| What you need to do |
Both the line with "Target: wrist" and the line with "[ ] one point per instance of the blue waistband" in the records below must appear in the output, along with every line between them, exactly and with nothing added.

| Supplied records |
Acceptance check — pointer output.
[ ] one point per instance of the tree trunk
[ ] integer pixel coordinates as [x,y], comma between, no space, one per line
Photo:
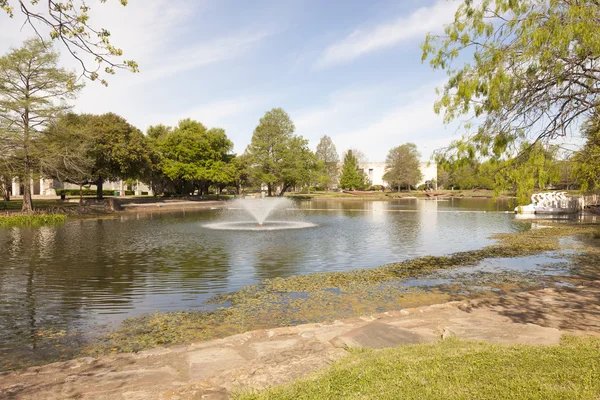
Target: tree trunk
[99,188]
[4,184]
[284,189]
[27,201]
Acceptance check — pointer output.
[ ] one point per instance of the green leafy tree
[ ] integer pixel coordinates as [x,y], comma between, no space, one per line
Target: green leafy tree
[327,154]
[195,157]
[69,143]
[119,150]
[275,153]
[403,167]
[352,177]
[69,23]
[535,71]
[587,159]
[533,169]
[33,91]
[299,166]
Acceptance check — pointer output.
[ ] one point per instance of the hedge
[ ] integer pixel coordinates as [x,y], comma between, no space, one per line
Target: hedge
[91,192]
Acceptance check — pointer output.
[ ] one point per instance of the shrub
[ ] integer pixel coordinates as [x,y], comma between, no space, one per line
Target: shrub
[90,192]
[31,220]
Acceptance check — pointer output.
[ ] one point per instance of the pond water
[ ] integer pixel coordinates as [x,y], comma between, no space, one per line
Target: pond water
[93,272]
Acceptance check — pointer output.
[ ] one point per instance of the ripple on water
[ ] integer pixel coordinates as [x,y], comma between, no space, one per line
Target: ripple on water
[253,226]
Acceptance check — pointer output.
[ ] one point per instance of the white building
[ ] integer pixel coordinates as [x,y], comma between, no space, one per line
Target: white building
[375,171]
[48,187]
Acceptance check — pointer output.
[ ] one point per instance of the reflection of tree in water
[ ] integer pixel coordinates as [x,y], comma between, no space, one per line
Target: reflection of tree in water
[52,280]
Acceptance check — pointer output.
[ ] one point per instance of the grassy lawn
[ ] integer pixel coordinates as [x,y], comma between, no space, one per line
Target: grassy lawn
[31,220]
[38,204]
[455,369]
[392,195]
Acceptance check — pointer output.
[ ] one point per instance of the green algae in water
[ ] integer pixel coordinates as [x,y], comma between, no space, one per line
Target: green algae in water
[328,296]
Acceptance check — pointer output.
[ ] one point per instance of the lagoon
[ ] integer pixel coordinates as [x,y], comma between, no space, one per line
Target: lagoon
[90,274]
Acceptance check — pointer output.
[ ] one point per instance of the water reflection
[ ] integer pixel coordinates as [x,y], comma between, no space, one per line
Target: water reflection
[91,272]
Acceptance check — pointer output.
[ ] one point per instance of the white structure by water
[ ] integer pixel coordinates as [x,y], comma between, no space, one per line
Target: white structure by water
[48,187]
[375,171]
[550,203]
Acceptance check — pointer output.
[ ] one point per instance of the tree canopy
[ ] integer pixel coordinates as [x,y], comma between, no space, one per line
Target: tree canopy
[193,154]
[352,177]
[68,22]
[33,91]
[403,166]
[587,160]
[277,156]
[534,71]
[327,154]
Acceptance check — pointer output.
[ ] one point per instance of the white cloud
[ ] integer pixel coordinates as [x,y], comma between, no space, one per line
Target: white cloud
[220,113]
[389,34]
[375,119]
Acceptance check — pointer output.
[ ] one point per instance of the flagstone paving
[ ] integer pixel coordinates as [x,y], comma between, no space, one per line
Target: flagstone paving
[258,359]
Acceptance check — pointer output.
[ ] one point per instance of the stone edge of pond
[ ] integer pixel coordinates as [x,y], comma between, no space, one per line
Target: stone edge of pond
[19,220]
[246,307]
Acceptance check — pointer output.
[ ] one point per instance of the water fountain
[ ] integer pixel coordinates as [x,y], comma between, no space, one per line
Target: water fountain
[260,209]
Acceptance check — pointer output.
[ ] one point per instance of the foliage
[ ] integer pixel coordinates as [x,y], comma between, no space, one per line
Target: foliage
[456,369]
[277,156]
[352,177]
[403,166]
[587,160]
[192,156]
[70,143]
[327,154]
[534,169]
[325,296]
[90,192]
[69,23]
[33,90]
[92,149]
[31,220]
[535,71]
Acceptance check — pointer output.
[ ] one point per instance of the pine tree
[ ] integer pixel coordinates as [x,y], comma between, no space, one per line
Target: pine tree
[351,178]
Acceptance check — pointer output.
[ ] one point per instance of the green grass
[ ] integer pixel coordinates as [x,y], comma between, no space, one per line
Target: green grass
[38,204]
[455,369]
[31,220]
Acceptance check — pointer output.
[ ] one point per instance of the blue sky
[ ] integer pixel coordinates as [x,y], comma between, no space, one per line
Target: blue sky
[348,69]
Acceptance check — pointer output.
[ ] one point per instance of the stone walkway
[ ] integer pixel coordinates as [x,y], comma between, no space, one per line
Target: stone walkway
[254,360]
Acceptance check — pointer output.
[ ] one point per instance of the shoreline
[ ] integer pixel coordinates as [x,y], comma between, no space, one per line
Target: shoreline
[256,360]
[338,295]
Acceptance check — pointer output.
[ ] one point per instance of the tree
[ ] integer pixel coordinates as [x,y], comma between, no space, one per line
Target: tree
[299,166]
[68,22]
[352,177]
[403,166]
[33,90]
[587,159]
[69,143]
[327,153]
[275,153]
[195,157]
[535,71]
[119,150]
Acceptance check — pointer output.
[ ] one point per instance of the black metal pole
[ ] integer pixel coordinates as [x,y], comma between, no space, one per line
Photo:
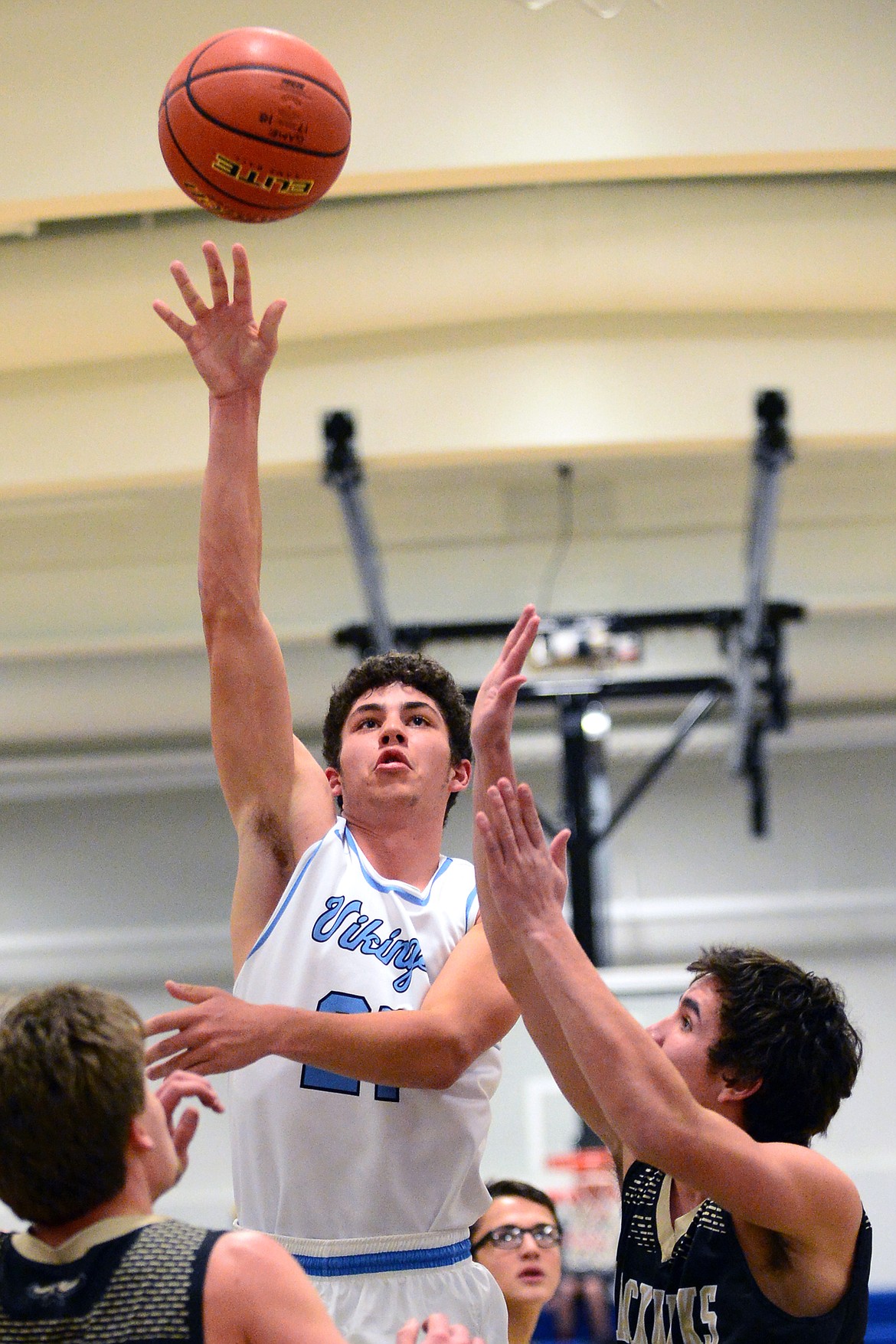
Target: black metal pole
[578,816]
[343,472]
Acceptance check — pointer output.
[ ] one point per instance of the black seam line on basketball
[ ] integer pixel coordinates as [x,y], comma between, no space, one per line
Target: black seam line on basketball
[263,140]
[274,70]
[215,186]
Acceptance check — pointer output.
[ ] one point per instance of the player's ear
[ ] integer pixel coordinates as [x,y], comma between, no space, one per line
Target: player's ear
[739,1089]
[139,1137]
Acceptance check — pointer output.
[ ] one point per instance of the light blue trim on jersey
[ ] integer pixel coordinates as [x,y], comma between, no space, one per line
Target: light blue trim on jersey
[397,888]
[288,895]
[384,1262]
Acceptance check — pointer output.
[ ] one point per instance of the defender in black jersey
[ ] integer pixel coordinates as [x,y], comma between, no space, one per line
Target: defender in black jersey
[85,1151]
[732,1228]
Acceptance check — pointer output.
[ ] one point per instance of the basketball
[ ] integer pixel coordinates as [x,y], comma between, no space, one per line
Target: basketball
[254,126]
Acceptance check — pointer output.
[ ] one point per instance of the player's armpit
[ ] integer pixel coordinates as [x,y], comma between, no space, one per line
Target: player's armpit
[785,1189]
[256,1293]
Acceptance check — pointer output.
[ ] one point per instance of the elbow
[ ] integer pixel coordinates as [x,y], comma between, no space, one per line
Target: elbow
[443,1064]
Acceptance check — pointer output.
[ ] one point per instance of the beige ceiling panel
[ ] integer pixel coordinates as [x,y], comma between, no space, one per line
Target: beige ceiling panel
[82,293]
[437,83]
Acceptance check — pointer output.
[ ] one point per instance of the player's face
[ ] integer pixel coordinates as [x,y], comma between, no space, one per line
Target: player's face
[528,1273]
[395,746]
[687,1035]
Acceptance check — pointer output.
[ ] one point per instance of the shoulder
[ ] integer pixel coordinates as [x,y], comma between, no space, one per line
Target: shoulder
[254,1289]
[245,1267]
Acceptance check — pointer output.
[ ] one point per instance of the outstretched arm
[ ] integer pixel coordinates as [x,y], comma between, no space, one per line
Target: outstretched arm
[492,722]
[276,792]
[639,1091]
[465,1011]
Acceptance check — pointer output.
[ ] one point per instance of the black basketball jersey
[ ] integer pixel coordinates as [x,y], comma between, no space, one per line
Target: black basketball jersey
[142,1288]
[703,1292]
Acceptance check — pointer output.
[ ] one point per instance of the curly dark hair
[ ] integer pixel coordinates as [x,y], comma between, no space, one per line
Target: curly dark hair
[789,1028]
[415,669]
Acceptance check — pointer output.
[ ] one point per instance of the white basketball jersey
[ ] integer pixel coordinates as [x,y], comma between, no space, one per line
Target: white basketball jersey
[322,1156]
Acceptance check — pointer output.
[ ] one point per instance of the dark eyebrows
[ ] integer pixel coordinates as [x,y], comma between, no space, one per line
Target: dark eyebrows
[375,708]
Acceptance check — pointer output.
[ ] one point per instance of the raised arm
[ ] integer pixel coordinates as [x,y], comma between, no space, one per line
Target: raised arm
[276,792]
[492,722]
[641,1094]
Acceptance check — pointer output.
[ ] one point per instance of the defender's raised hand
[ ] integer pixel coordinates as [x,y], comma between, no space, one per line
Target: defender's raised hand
[230,350]
[527,878]
[493,708]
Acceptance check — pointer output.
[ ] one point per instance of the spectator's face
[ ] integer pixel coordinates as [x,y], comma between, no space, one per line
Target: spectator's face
[530,1273]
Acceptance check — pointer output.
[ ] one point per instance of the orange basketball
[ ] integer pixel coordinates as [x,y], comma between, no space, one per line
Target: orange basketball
[254,126]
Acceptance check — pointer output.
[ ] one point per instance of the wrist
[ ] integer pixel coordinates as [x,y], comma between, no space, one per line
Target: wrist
[237,398]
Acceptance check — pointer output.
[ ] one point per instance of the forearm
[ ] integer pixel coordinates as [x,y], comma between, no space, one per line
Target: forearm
[402,1048]
[546,1031]
[641,1097]
[230,526]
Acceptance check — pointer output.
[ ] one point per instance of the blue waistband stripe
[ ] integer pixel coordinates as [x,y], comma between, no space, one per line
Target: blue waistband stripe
[384,1262]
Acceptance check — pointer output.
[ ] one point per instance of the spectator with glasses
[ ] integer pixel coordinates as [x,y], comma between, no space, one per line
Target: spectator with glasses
[518,1239]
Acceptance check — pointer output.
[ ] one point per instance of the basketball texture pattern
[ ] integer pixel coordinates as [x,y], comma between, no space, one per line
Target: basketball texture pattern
[254,126]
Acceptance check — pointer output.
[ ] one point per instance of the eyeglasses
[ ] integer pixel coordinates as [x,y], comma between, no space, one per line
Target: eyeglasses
[508,1237]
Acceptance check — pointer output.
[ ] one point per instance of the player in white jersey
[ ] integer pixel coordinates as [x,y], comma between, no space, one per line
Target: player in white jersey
[358,1130]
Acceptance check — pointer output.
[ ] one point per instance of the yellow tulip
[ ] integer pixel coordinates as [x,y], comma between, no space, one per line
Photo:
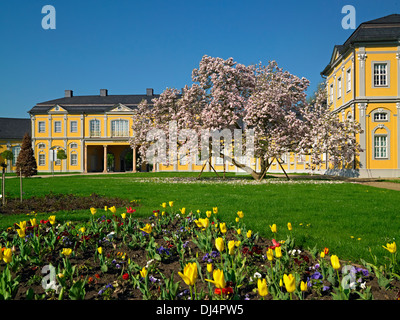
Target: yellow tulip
[113,209]
[262,287]
[147,228]
[7,255]
[219,244]
[270,254]
[219,279]
[391,247]
[222,227]
[278,252]
[21,233]
[52,219]
[189,274]
[290,282]
[231,247]
[335,262]
[143,272]
[66,251]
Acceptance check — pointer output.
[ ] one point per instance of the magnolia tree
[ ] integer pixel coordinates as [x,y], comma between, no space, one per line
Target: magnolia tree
[239,112]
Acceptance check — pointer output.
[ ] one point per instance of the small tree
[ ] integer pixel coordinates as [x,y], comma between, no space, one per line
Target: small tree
[26,162]
[61,155]
[7,155]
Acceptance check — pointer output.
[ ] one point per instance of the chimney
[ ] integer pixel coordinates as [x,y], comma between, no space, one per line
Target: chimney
[149,91]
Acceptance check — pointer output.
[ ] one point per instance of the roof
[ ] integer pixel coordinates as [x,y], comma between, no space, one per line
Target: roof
[92,103]
[14,128]
[385,29]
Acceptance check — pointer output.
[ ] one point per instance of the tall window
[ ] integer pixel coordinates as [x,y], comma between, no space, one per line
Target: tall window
[15,151]
[94,126]
[339,87]
[74,126]
[57,126]
[380,74]
[120,128]
[380,147]
[348,79]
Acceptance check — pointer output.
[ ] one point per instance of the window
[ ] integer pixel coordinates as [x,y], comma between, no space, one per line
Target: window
[348,79]
[380,147]
[380,74]
[74,159]
[57,126]
[120,128]
[42,159]
[15,151]
[339,87]
[94,128]
[74,126]
[41,126]
[380,116]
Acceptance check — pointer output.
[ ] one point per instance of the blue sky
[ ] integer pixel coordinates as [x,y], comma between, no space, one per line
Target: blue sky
[128,46]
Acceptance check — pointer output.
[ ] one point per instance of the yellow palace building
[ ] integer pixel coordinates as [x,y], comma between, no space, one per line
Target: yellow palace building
[363,83]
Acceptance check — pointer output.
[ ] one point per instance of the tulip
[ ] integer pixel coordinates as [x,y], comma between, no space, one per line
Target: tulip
[270,254]
[303,286]
[52,219]
[335,262]
[222,227]
[262,287]
[7,255]
[289,281]
[21,233]
[143,272]
[189,274]
[113,209]
[66,251]
[147,228]
[391,247]
[231,247]
[219,279]
[219,244]
[278,252]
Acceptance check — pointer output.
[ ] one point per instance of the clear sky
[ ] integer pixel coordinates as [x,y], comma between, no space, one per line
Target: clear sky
[128,46]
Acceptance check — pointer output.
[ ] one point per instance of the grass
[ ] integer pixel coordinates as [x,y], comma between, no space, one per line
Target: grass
[347,218]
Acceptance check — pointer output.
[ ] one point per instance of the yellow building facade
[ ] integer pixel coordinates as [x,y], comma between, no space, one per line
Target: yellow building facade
[362,83]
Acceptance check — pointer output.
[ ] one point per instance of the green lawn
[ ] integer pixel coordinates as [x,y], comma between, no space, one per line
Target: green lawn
[322,214]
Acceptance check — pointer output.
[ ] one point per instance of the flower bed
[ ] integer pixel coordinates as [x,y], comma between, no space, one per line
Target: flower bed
[177,255]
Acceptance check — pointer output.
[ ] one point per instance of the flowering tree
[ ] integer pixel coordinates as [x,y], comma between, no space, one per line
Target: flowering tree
[228,100]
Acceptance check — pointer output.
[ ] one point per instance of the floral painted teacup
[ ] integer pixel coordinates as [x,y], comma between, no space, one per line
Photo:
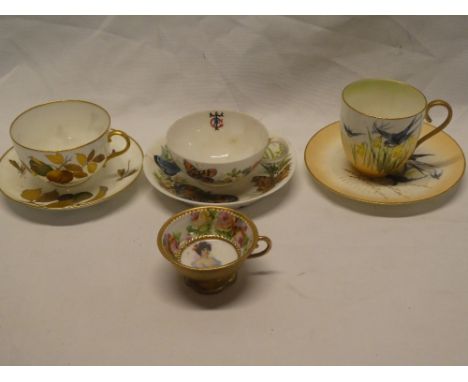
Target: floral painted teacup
[380,124]
[207,245]
[65,142]
[217,148]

| Your response |
Target: wrist
[237,398]
Acceptance check — pointer output.
[ ] one point per instance of the forearm
[ ] integer pixel coordinates as [x,y], comma between, no space, one per line
Target: forearm
[402,1048]
[546,1031]
[641,1097]
[230,526]
Acceptance check — pointer output.
[ ] one point per instance of the blue waistband stripe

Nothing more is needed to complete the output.